WRITTEN EXERCISE
Present the lines below as a Markdown table with two columns, "Row" for the row number and "Line" for the line itself, leaving out any blank lines.

(Named object pointing lines)
--------------------
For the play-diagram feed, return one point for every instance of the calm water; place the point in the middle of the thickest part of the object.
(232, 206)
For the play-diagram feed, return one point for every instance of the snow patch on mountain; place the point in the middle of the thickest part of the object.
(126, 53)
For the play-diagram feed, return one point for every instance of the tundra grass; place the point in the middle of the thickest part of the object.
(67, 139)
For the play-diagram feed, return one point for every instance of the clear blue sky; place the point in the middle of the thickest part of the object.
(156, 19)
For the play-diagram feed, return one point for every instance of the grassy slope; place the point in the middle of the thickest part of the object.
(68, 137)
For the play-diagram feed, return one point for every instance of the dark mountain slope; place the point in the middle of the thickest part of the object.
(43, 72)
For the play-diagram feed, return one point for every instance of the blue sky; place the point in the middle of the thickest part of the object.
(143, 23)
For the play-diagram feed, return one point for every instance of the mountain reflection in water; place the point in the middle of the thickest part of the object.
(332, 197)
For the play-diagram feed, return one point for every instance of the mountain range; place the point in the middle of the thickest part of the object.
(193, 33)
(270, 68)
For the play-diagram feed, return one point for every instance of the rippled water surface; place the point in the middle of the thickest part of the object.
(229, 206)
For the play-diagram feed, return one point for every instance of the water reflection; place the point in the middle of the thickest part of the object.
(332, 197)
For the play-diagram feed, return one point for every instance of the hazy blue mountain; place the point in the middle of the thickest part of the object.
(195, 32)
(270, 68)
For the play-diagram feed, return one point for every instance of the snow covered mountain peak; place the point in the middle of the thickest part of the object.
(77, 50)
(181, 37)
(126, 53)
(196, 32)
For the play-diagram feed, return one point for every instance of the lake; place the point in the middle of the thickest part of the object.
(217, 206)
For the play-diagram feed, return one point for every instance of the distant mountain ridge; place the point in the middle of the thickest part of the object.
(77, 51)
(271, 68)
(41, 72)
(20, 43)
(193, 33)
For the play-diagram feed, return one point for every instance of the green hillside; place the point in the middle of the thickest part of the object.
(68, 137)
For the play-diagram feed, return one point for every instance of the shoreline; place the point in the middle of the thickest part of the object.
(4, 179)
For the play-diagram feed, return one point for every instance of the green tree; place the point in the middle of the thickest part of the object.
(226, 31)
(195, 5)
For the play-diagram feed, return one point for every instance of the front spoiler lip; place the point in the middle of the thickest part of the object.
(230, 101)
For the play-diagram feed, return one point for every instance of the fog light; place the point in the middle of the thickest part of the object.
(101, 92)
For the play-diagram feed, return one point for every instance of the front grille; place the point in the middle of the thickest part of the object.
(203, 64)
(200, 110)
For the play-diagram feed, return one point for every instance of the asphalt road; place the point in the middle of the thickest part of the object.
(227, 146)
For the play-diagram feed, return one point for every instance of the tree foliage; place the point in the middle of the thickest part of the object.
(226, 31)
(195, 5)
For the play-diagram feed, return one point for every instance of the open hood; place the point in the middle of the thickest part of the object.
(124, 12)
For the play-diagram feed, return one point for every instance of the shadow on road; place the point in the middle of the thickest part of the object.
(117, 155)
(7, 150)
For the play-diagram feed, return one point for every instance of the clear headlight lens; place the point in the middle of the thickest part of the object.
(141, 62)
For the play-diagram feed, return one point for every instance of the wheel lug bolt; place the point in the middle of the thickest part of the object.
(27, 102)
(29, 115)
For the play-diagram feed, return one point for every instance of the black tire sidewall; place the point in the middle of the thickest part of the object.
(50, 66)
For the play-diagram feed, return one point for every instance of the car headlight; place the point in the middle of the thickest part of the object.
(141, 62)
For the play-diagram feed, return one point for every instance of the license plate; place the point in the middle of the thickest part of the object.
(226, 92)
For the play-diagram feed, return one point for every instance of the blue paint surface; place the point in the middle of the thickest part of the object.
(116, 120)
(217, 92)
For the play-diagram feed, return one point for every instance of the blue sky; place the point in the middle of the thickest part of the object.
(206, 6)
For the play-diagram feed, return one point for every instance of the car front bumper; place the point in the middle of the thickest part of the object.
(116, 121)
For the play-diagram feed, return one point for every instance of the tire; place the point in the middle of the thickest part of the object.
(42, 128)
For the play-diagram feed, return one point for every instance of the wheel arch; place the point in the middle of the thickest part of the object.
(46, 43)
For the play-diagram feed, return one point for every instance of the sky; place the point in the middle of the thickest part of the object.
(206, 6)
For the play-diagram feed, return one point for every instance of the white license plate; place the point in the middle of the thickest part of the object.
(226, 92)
--------------------
EXERCISE RESPONSE
| Row | Line |
|---|---|
| 1 | For the play-diagram feed, return one point for every instance of the calm water; place the point in the middle of the thickest part of the object. |
| 2 | (232, 206) |
| 3 | For the play-diagram feed, return one point for every instance of the snow patch on mountain; place the point in the middle of the thickest part of the object. |
| 4 | (126, 53) |
| 5 | For the play-diagram feed, return one point for every instance of the tundra grass; place the point in the middle of the thickest part of the object. |
| 6 | (67, 139) |
| 7 | For the play-diagram feed, return one point for every instance of the clear blue sky; place the point in the middle of the thickest part of the object. |
| 8 | (156, 19) |
| 9 | For the play-diagram feed, return one point for every instance of the grassy slope; place the point in the middle of the thickest part of the object. |
| 10 | (68, 137) |
| 11 | For the play-diagram feed, return one point for every instance of the dark mountain slope; place the point in the middle of the thickest part of the object. |
| 12 | (43, 72) |
| 13 | For the play-diagram feed, return one point for every instance of the blue sky; place the point in the middle of the thickest part of the object. |
| 14 | (143, 23) |
| 15 | For the play-diagram feed, return one point for every instance of the mountain reflection in water; place the point in the middle of the thickest part of the object. |
| 16 | (332, 197) |
| 17 | For the play-diagram feed, return one point for every instance of the mountain range; place the point in the middle of the thickest part of the object. |
| 18 | (193, 33) |
| 19 | (270, 68) |
| 20 | For the play-diagram feed, return one point for every instance of the rippled water surface; place the point in the middle of the thickest part of the object. |
| 21 | (229, 206) |
| 22 | For the play-diagram feed, return one point for every instance of the water reflection; place the point in the middle of the thickest part of the object. |
| 23 | (332, 197) |
| 24 | For the play-diagram feed, return one point for every instance of the hazy blue mountain; place the point in the middle of the thickest part of the object. |
| 25 | (195, 32) |
| 26 | (270, 68) |
| 27 | For the play-diagram feed, return one point for every instance of the snow covered mountain peak; place the point in the middle of the thickest part of the object. |
| 28 | (77, 50) |
| 29 | (181, 37) |
| 30 | (126, 53) |
| 31 | (196, 32) |
| 32 | For the play-diagram feed, return one point for every instance of the lake; place the point in the middle of the thickest part of the object. |
| 33 | (217, 206) |
| 34 | For the play-diagram feed, return one point for every instance of the distant mountain ridge; place the point in the middle of the thickest part of the object. |
| 35 | (77, 51) |
| 36 | (271, 68) |
| 37 | (41, 72) |
| 38 | (20, 43) |
| 39 | (193, 33) |
| 40 | For the play-diagram feed, return one point for every instance of the green hillside; place the point in the middle of the thickest part of the object. |
| 41 | (68, 137) |
| 42 | For the play-diagram feed, return one point for every instance of the shoreline; place the point in the middle of the thickest part of the object. |
| 43 | (4, 179) |
| 44 | For the play-diagram feed, return one point for every instance of the green tree; place the point in the middle of the thickest part of the object. |
| 45 | (226, 31) |
| 46 | (195, 5) |
| 47 | For the play-diagram feed, return one point for every instance of the front spoiler lip; place the point in the middle of the thickest part of the object. |
| 48 | (230, 101) |
| 49 | For the play-diagram feed, return one point for every instance of the fog light; place the point in the middle of the thickest part of the object. |
| 50 | (101, 92) |
| 51 | For the play-diagram feed, return one point for every instance of the front grille; place the point in the middle of the thickest part of the object. |
| 52 | (203, 64) |
| 53 | (200, 110) |
| 54 | For the play-diagram feed, return one point for every instance of the asphalt road; place the point in the middle of the thickest part of the object. |
| 55 | (227, 146) |
| 56 | For the play-diagram feed, return one point for every instance of the tree foliage; place the point in the middle of the thickest part of the object. |
| 57 | (226, 31) |
| 58 | (195, 5) |
| 59 | For the play-diagram feed, return one point for every instance of the open hood; place the point in the middle of the thickest part of the object. |
| 60 | (124, 12) |
| 61 | For the play-diagram feed, return one point for every instance of the shadow on road; place the point in the middle of the thickest part of the object. |
| 62 | (117, 155) |
| 63 | (7, 150) |
| 64 | For the play-diagram feed, return one point for every instance of the clear headlight lens; place the point in the middle of the thickest part of the object. |
| 65 | (141, 62) |
| 66 | For the play-diagram feed, return one point for every instance of the wheel lug bolt; place the point in the middle of the thickest part of the object. |
| 67 | (27, 102) |
| 68 | (29, 115) |
| 69 | For the play-diagram feed, return one point for every instance of the black tire sidewall; place the point in the middle of the thickest part of the object. |
| 70 | (50, 66) |
| 71 | For the play-diagram feed, return one point for every instance of the car headlight; place the point in the middle of the thickest part of the object. |
| 72 | (141, 62) |
| 73 | For the play-diagram feed, return one point for every instance of the license plate; place the point in the middle of the thickest part of the object. |
| 74 | (226, 92) |
| 75 | For the play-diagram feed, return one point for every instance of the blue paint surface; place the point in the middle of the thickest part of the object. |
| 76 | (116, 120) |
| 77 | (217, 92) |
| 78 | For the play-diagram feed, return one point for every instance of the blue sky; place the point in the middle of the thickest part of the object. |
| 79 | (206, 6) |
| 80 | For the play-diagram feed, return one point for every instance of the car front bumper; place the point in the middle of the thickest part of the object. |
| 81 | (116, 121) |
| 82 | For the play-diagram feed, return one point for every instance of the tire; place the point in the middle of the thickest part of the object. |
| 83 | (42, 128) |
| 84 | For the play-diagram feed, return one point for every instance of the wheel arch; place the point in the middle of the thickest part of the object. |
| 85 | (46, 43) |
| 86 | For the play-diagram feed, return one point for every instance of the sky; place the point in the middle of the thickest part of the object. |
| 87 | (206, 6) |
| 88 | For the play-diagram feed, return one point for every instance of the white license plate; place the point in the middle of the thickest part of the object. |
| 89 | (226, 92) |